[Provided records]
▶

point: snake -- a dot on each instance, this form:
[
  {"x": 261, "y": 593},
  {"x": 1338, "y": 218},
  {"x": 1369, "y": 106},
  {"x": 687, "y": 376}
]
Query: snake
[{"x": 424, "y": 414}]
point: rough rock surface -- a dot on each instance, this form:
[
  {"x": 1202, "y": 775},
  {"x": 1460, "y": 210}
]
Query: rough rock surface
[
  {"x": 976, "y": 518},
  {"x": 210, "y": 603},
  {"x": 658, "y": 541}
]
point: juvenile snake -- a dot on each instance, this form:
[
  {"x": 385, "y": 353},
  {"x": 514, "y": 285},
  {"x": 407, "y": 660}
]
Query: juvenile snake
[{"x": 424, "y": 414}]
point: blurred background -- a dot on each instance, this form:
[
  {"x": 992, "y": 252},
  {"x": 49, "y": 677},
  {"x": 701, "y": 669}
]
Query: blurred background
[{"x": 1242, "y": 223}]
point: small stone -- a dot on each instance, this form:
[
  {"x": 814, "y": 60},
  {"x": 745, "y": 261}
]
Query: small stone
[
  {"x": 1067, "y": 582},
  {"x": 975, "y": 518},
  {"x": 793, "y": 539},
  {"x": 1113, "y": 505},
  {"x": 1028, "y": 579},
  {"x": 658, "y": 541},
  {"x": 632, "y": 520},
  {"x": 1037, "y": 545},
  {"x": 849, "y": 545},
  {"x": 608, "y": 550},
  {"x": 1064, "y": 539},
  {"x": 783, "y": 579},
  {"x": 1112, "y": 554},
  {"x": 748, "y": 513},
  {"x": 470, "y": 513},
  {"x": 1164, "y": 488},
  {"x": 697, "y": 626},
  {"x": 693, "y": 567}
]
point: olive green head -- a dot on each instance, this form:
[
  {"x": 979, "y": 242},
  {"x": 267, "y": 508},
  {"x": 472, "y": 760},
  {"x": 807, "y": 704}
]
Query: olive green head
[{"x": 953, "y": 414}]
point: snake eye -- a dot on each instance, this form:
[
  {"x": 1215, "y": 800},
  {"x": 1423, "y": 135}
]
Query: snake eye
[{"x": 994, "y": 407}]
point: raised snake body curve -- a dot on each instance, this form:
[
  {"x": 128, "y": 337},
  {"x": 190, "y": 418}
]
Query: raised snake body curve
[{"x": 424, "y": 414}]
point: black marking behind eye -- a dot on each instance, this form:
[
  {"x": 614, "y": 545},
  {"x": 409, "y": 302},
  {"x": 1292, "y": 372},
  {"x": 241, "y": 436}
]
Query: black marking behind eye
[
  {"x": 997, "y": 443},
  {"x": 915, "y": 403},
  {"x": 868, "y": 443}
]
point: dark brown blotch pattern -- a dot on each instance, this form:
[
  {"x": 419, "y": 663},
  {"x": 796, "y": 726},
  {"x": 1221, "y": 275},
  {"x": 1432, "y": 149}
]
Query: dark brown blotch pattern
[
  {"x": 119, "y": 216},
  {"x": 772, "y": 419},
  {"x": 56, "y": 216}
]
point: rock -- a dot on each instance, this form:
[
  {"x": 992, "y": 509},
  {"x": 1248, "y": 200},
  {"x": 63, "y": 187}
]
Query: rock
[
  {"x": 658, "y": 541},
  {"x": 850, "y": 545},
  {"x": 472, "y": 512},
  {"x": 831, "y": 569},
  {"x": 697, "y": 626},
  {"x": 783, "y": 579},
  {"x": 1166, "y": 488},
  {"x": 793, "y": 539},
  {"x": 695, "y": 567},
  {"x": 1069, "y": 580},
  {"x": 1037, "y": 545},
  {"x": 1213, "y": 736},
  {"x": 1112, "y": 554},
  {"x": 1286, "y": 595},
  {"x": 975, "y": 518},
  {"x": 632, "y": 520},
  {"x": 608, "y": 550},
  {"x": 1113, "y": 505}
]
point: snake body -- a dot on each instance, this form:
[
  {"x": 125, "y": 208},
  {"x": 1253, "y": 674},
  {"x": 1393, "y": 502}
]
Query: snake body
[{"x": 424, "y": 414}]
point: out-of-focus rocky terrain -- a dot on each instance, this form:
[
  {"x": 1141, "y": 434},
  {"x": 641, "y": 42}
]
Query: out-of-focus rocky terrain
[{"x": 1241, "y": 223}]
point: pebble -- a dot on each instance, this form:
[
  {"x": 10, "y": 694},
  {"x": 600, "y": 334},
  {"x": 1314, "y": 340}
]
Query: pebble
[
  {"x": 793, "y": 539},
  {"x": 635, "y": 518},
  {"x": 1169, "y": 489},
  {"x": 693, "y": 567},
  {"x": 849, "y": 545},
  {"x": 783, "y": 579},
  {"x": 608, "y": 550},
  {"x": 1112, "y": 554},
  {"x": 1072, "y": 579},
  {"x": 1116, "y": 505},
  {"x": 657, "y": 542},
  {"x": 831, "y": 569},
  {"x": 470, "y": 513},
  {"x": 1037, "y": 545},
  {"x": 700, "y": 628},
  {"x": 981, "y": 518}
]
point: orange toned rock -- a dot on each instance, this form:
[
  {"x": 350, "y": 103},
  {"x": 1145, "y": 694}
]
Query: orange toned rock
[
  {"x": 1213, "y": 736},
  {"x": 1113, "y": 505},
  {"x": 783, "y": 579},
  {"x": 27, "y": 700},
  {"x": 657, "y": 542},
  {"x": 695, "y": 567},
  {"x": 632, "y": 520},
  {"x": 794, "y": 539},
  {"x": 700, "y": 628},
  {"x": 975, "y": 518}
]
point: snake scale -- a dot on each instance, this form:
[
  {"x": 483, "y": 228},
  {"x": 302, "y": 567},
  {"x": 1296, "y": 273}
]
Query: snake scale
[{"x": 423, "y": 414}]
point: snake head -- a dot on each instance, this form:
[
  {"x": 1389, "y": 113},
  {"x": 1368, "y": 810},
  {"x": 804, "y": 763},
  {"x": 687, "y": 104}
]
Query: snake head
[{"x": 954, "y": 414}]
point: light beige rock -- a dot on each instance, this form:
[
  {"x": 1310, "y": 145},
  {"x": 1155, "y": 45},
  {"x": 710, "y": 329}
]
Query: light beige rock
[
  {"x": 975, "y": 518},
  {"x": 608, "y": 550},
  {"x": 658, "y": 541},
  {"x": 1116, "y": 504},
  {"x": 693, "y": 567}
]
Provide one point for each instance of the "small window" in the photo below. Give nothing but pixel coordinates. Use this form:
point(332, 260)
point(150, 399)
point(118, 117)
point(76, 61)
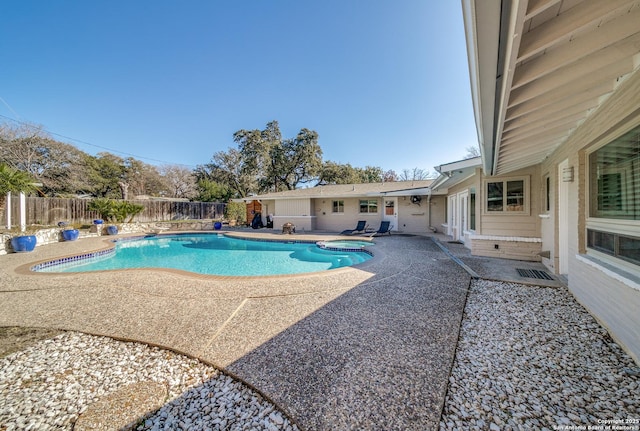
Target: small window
point(472, 208)
point(507, 196)
point(547, 193)
point(621, 246)
point(368, 206)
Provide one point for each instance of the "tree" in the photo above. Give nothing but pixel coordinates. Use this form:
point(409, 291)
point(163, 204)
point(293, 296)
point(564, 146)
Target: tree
point(106, 172)
point(179, 182)
point(472, 151)
point(211, 191)
point(415, 174)
point(389, 176)
point(14, 181)
point(229, 170)
point(296, 161)
point(336, 173)
point(58, 166)
point(264, 162)
point(142, 178)
point(371, 174)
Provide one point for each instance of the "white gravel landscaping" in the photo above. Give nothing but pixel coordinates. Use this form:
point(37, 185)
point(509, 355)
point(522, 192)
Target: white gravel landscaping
point(48, 385)
point(533, 358)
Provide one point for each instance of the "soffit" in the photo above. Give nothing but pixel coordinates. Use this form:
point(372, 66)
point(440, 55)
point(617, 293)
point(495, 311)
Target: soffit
point(563, 60)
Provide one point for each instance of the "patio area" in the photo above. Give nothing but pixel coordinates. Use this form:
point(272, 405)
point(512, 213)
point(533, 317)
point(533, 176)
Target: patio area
point(380, 346)
point(356, 348)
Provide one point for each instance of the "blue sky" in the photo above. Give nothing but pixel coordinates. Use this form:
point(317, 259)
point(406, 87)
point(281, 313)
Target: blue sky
point(384, 83)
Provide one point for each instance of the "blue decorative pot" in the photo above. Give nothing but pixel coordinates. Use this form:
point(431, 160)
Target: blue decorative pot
point(21, 244)
point(70, 234)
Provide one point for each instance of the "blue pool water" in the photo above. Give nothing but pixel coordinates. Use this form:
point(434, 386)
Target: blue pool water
point(213, 254)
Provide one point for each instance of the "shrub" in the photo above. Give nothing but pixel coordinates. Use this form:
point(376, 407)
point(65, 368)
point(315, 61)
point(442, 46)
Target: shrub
point(115, 211)
point(236, 211)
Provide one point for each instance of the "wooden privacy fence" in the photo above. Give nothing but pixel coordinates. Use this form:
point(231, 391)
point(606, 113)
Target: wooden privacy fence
point(50, 211)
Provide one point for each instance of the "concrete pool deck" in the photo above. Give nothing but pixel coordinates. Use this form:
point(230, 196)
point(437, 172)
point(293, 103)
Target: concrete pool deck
point(369, 347)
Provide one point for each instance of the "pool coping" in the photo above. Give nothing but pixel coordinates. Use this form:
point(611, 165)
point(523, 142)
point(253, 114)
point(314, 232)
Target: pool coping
point(113, 304)
point(109, 246)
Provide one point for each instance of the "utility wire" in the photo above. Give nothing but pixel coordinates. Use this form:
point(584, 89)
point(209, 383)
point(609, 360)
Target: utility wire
point(94, 145)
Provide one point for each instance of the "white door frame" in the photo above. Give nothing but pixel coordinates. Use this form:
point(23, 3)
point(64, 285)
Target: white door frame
point(463, 214)
point(563, 221)
point(452, 216)
point(393, 209)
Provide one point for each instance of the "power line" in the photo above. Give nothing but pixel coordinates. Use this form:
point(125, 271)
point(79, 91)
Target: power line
point(94, 145)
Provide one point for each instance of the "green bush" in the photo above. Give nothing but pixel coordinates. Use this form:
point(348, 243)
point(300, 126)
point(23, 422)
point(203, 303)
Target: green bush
point(236, 211)
point(112, 210)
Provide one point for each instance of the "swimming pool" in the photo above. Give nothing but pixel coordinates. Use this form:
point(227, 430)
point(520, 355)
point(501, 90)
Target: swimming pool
point(212, 254)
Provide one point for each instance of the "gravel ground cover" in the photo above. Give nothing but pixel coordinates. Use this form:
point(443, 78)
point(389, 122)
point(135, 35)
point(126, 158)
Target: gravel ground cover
point(533, 358)
point(49, 384)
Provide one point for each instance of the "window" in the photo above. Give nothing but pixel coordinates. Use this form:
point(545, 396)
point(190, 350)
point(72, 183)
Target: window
point(368, 206)
point(507, 196)
point(614, 178)
point(614, 193)
point(547, 193)
point(472, 208)
point(620, 246)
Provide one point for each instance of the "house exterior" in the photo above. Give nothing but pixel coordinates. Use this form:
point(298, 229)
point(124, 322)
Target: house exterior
point(407, 205)
point(556, 95)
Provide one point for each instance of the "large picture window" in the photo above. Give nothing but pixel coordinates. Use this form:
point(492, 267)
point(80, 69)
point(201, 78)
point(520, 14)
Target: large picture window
point(614, 178)
point(507, 196)
point(614, 198)
point(368, 206)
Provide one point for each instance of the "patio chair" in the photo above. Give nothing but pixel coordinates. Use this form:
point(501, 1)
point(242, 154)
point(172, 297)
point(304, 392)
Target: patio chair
point(362, 225)
point(385, 227)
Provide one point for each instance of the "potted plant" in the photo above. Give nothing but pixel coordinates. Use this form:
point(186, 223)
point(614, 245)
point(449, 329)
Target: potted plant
point(23, 243)
point(236, 213)
point(68, 233)
point(15, 181)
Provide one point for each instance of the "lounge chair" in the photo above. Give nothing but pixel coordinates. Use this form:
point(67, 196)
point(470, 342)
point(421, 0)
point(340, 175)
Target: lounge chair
point(362, 225)
point(385, 227)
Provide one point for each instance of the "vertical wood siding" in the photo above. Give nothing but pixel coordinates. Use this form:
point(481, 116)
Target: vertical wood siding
point(50, 211)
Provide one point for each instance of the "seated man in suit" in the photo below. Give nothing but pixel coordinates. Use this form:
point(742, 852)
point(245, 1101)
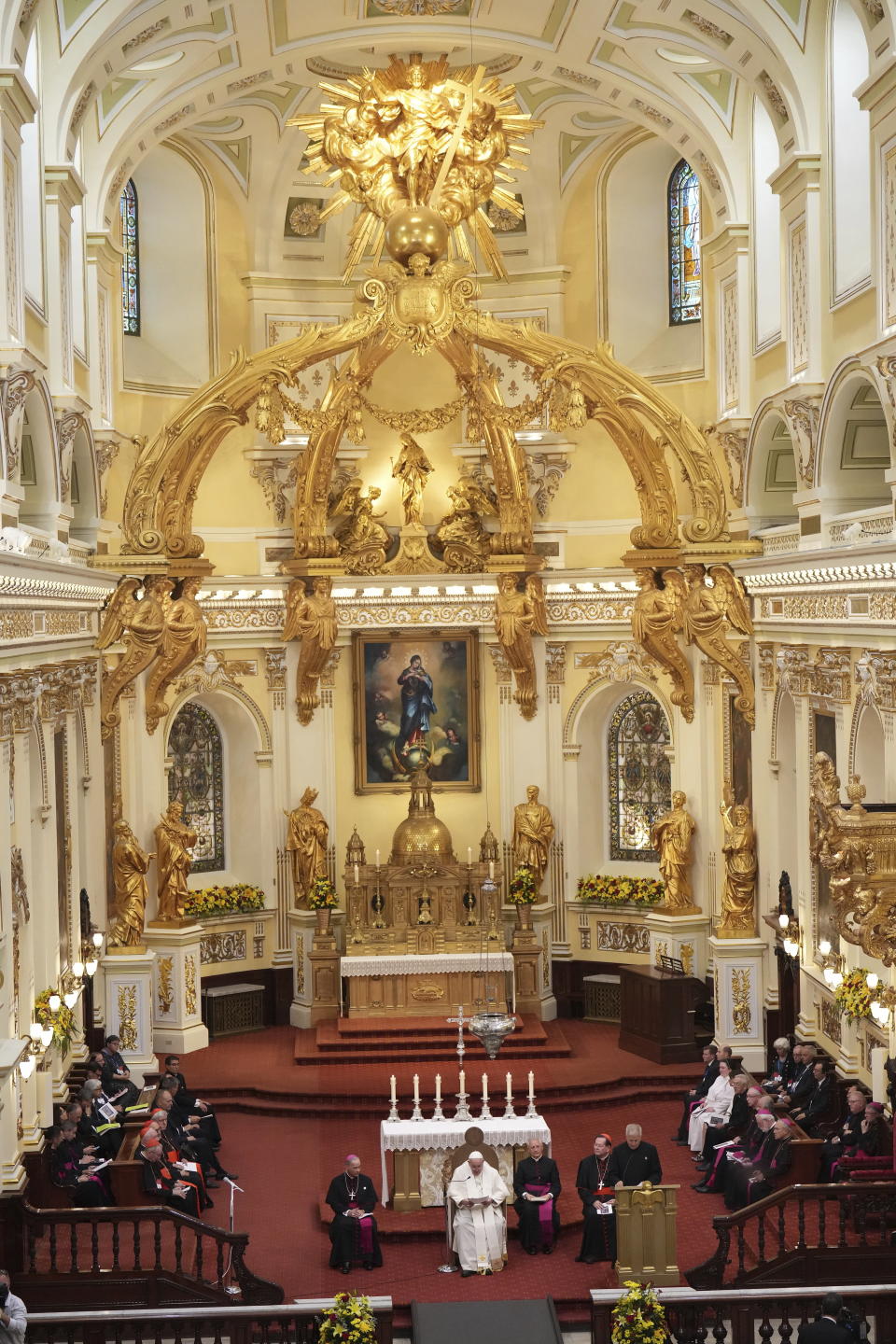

◀

[Task brief] Return only the number of lines in the records above that include the string "below".

[Answer box] 2